[DOCUMENT EXTRACT start]

The only people in my world who consistently did not have money were the southern Black people. There were a few notable exceptions. My friend Marcella was one of about a zillion kids in her family. Her dad was in the Army. They lived in Germany for our third and fourth grade and then came back to their huge apartment on Central Park North. People in the military could have large families, because they got paid extra for each child they had, I heard. The other exception was Gloria’s aunt. She was the numbers lady.

Me and Money (Part I)

11/27/14 / TonieTalks / Leave a comment / Family

An Only Slightly Fictionalized Memory

The Early Years (Neighborhood Businesses)

[DOCUMENT EXTRACT end]

List every title or heading line in the memoir excerpt above. Leave out the line with the date and posting details.

[DATA start]

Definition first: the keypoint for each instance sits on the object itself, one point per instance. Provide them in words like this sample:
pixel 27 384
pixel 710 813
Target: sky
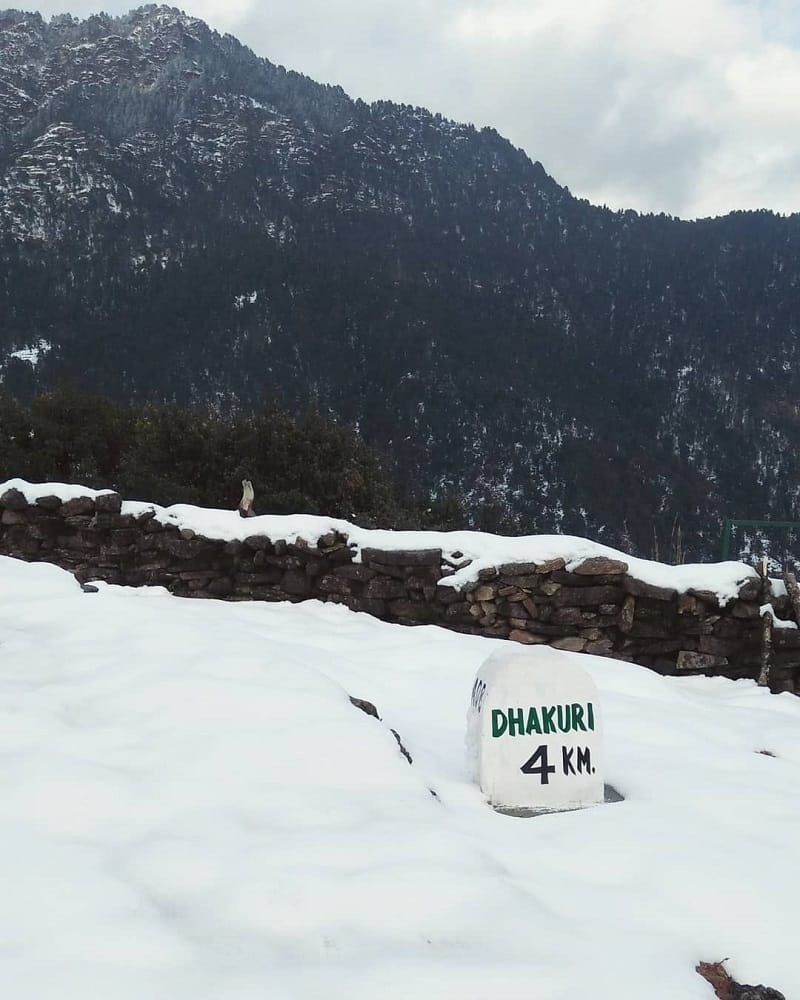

[DATA end]

> [ANSWER TO THE TASK]
- Me and Money (Part I)
- An Only Slightly Fictionalized Memory
- The Early Years (Neighborhood Businesses)